INSTRUCTIONS TO FOLLOW |
All entries below are to be reproduced exactly.

───── SUPPLIED INFORMATION ─────

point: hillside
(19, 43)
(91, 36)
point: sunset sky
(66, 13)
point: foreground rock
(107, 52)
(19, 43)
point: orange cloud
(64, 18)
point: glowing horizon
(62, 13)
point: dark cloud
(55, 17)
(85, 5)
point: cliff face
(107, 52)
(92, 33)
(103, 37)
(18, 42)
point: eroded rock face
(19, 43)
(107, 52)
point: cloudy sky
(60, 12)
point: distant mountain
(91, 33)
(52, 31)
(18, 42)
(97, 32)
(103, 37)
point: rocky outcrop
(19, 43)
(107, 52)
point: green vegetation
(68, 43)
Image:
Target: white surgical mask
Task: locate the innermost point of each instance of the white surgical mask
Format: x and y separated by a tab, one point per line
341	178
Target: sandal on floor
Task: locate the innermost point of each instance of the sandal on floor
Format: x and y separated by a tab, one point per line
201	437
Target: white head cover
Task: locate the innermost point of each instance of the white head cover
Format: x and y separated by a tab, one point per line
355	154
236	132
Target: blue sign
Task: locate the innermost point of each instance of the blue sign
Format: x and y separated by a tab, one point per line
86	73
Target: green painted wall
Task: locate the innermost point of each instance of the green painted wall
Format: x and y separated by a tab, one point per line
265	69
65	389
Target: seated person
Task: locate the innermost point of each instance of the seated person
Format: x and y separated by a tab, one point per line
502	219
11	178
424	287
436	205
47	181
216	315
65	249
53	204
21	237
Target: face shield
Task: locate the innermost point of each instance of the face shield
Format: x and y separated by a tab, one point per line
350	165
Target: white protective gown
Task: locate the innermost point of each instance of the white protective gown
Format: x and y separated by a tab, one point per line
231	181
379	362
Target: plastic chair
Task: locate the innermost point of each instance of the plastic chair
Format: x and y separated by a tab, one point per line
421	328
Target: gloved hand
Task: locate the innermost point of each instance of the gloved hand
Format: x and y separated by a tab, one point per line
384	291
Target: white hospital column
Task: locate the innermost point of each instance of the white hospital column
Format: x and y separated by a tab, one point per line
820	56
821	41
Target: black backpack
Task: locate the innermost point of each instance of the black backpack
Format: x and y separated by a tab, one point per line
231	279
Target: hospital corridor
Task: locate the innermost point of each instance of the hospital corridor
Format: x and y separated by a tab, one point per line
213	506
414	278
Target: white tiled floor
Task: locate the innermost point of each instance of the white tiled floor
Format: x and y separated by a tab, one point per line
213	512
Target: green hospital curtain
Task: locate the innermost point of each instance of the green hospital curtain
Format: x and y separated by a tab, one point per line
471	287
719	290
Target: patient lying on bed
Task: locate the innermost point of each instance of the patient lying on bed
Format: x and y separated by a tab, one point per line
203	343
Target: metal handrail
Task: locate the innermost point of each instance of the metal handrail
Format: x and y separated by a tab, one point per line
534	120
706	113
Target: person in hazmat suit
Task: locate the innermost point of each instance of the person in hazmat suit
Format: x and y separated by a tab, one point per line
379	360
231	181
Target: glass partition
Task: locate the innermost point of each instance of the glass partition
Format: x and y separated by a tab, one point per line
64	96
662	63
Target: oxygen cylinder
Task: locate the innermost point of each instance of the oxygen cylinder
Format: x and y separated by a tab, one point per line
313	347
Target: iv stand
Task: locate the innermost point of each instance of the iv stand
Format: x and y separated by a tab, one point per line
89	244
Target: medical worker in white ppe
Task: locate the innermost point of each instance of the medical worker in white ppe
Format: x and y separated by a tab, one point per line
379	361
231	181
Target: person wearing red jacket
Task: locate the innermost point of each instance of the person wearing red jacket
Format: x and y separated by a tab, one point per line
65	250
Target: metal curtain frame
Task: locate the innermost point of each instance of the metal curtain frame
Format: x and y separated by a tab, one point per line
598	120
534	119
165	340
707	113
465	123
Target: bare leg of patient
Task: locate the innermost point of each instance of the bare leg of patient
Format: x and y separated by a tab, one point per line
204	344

─────

EXERCISE OUTPUT |
point: hillside
(19, 43)
(91, 36)
point: sunset sky
(66, 13)
point: foreground rock
(107, 52)
(19, 43)
point: orange cloud
(64, 18)
point: glowing horizon
(62, 13)
point: dark cloud
(55, 17)
(85, 5)
point: cliff face
(107, 52)
(92, 33)
(103, 37)
(18, 42)
point: eroded rock face
(19, 43)
(107, 52)
point: cloudy sky
(60, 12)
point: distant mountain
(91, 33)
(52, 31)
(18, 42)
(97, 32)
(103, 37)
point: rocky outcrop
(19, 43)
(107, 52)
point: green vegetation
(68, 43)
Image:
Target: white surgical mask
Task: locate the innermost point of each instance of the white surgical mask
Format: x and y separated by a tab, one point per line
341	178
Target: sandal on floor
Task: locate the innermost point of each instance of the sandal on floor
Format: x and y separated by a tab, one point per line
201	437
Target: white head cover
Task: locate the innermost point of each instance of the white head cover
Format: x and y separated by a tab, one point per line
355	154
236	132
Target: blue sign
Task: locate the innermost point of each instance of the blue sign
Format: x and y separated by a tab, one point per line
86	73
Target: green painted wall
Task: locate the innermost point of each instance of the green painted wall
Format: x and y separated by a tab, one point per line
265	69
65	389
Target: seated person
Task: locate the innermost point of each instance of the seated person
Format: x and y separated by a tab, one point per line
502	219
11	178
424	287
436	205
47	181
216	315
65	249
53	204
21	237
Target: face shield
Task: locate the innermost point of each instance of the face shield
Format: x and y separated by a tab, one point per line
350	165
Target: white protective gown
Task: locate the innermost point of each instance of the white protective gown
Format: x and y separated by a tab, one point per line
231	181
379	362
Target: plastic chair
Task: locate the innermost point of each instance of the plastic chair
Format: x and y separated by a tab, one point per line
421	328
Target: gloved hand
Task: locate the innermost point of each instance of the gloved hand
Format: x and y separated by a tab, one point per line
384	291
Target: white hospital column
Task: locate the innermost point of each instance of the white hospital column
Format: x and y separated by a tab, one point per line
820	56
821	41
Target: black backpack
Task: locate the innermost point of each instance of the black backpack
Format: x and y separated by a tab, one point per line
231	279
Target: hospital corridor
Task: locate the innermost point of each instance of the hospital corridor
Format: x and y separated by a tab, one point per line
213	506
414	278
Target: white tiled floor
Task: locate the innermost point of each instance of the white tiled floor
Format: x and y separated by a tab, one point per line
213	512
Target: green hospital curtain
Task: locate the innermost point of each instance of the green hospital curtain
Format: x and y separated by a tab, one point per line
471	287
719	290
Target: patient lying on bed
Task: locate the innermost point of each instance of the patient lying on bed
Format: x and y separated by a tab, one point per line
203	343
Target: metal handrail
Task: locate the innermost point of each instance of the metal handrail
Format: x and y separated by a tab, one point per line
534	120
706	113
Target: person in hazmat suit
Task: locate the innermost point of each instance of the person in hazmat suit
Format: x and y separated by a tab, one point per line
379	360
231	181
Target: glass partition
Task: locate the innermost point of each instance of the glass partition
Format: x and y separated by a tab, one point per line
64	96
662	63
Target: oxygen cylinder
Task: locate the innermost point of each instance of the oxygen cylinder
Format: x and y separated by a tab, one point per line
313	347
Target: iv stand
Task: locate the innermost point of each instance of the iv stand
Format: x and y separated by a tab, one point per line
89	244
Target: medical worker in white ppe
Task: locate the innermost point of each instance of the medical worker in white ppe
Format: x and y separated by a tab, one point per line
379	361
231	181
Target: person wearing red jacket
Task: locate the innermost point of each instance of the person wearing red jacket
Format: x and y separated by a tab, one point per line
65	250
Target: metal curtain frame
Task: locate the innermost point of each instance of the metal curtain frame
Format: x and y separated by a tab, one point per line
598	120
534	119
165	340
707	113
465	123
Target: bare leg of patient
Task: locate the innermost point of each instance of the bare leg of patient
Format: x and y separated by a tab, one point per line
204	344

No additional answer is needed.